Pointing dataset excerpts
◇ ◇ ◇ ◇
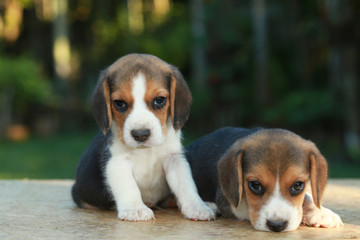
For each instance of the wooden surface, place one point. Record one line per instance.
(44, 210)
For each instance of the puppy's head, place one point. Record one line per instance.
(271, 168)
(141, 98)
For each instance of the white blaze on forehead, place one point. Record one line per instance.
(278, 209)
(141, 117)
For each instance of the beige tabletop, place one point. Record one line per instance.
(31, 209)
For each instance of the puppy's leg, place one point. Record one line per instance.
(179, 178)
(323, 217)
(126, 193)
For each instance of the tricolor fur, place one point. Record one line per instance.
(140, 104)
(261, 175)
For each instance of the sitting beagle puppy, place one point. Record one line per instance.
(140, 104)
(261, 175)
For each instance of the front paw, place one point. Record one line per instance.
(136, 214)
(198, 212)
(323, 217)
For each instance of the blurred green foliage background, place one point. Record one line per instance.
(288, 64)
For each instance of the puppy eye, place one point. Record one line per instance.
(121, 105)
(297, 188)
(256, 188)
(158, 103)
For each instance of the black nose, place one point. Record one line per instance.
(140, 135)
(276, 226)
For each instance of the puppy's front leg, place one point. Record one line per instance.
(179, 178)
(126, 192)
(315, 217)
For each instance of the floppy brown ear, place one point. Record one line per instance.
(100, 102)
(180, 99)
(318, 175)
(230, 175)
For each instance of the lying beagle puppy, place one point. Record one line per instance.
(260, 174)
(140, 104)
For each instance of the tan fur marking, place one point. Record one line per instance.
(267, 179)
(123, 92)
(108, 101)
(289, 177)
(156, 89)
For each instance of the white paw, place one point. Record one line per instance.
(199, 211)
(322, 218)
(136, 214)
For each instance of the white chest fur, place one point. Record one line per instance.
(145, 167)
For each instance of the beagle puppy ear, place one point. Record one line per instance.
(100, 103)
(230, 175)
(318, 175)
(180, 99)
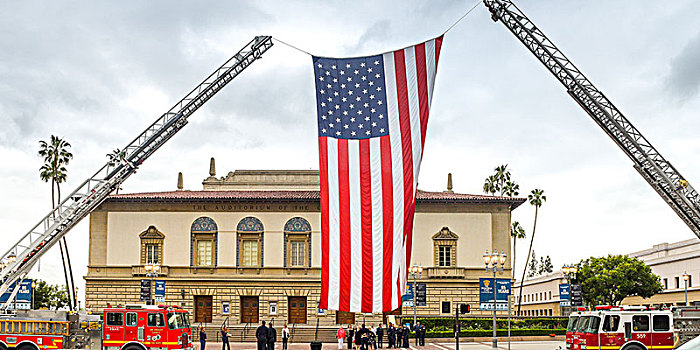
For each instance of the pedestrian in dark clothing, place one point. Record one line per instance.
(202, 339)
(391, 332)
(271, 337)
(261, 336)
(224, 339)
(405, 337)
(351, 337)
(285, 337)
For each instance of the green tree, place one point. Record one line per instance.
(608, 280)
(533, 268)
(536, 198)
(56, 156)
(50, 296)
(517, 232)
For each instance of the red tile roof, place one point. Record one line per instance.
(235, 195)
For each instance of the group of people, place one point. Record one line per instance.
(265, 335)
(372, 338)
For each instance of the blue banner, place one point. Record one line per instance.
(24, 295)
(564, 292)
(159, 294)
(486, 286)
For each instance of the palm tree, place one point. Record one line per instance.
(536, 198)
(56, 156)
(517, 232)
◇ ◇ ◇ ◇
Requirement =
Copy out all the data exactly; skip the pictures.

Complete response =
For each instance of the wooden surface, place one point. Record one line per instance.
(44, 210)
For each instance of the puppy's head, place one point. Record one line per instance.
(271, 168)
(141, 98)
For each instance of the white blaze on forehead, place one point. Record one line per instance.
(278, 209)
(141, 117)
For each instance of the beige tabletop, place one point. Record one line per instance.
(31, 209)
For each instance of the puppy's leg, place one point. Record one line per instance.
(179, 178)
(323, 217)
(126, 193)
For each instance of the tricolor fur, place one point. Record one line per instance.
(140, 104)
(261, 175)
For each instance of the sitting beagle puppy, place one point. Record one line per instance.
(140, 104)
(261, 175)
For each instance of the front paw, place one point. Record one line per instance.
(136, 214)
(198, 212)
(323, 217)
For each instance of the blurred green foliage background, place one point. Record one line per instance.
(288, 64)
For each instance of the puppy eye, place one point. Record one line per instance.
(121, 105)
(297, 188)
(256, 188)
(158, 103)
For each instance of the black nose, place one point. Record one line per instance.
(140, 135)
(276, 226)
For each instance of the puppy's front leg, place one point. Record one line per instance.
(179, 178)
(126, 192)
(315, 217)
For each instance of the floppy brown ear, place one point. Record one line per instance.
(100, 102)
(180, 99)
(318, 175)
(230, 175)
For each instance of the lying beagle puppy, place one point. Record one line per instance.
(260, 174)
(140, 104)
For each instance of the tan fur marking, place one point. Record one line per instance.
(267, 179)
(123, 92)
(108, 101)
(289, 177)
(156, 89)
For each instance of the white paw, place one point. Record one line per instance.
(199, 211)
(322, 218)
(136, 214)
For each instance of the white chest fur, place one point. Record one line per instance.
(145, 167)
For each instance of the beagle puppy ear, place one point. Record one line per instance.
(100, 103)
(230, 175)
(318, 175)
(180, 99)
For each instance of the pedestrian in dark clothing, place one point. Record one line per instance.
(202, 339)
(391, 332)
(271, 337)
(261, 336)
(224, 339)
(405, 337)
(351, 337)
(285, 337)
For each instance of the green tree, place one point. Record one line per instance.
(608, 280)
(533, 268)
(536, 198)
(56, 156)
(50, 296)
(517, 232)
For each instance of the red tile roof, place one point. Record one line per instance.
(235, 195)
For each instance of the group of people, place one point. Record one line per instance.
(265, 335)
(372, 338)
For each instance of the blue banner, place one point. Record one line per instance.
(24, 295)
(564, 292)
(159, 294)
(486, 286)
For each instance of the palm tree, place one point. Record one line per instance.
(536, 198)
(56, 156)
(517, 232)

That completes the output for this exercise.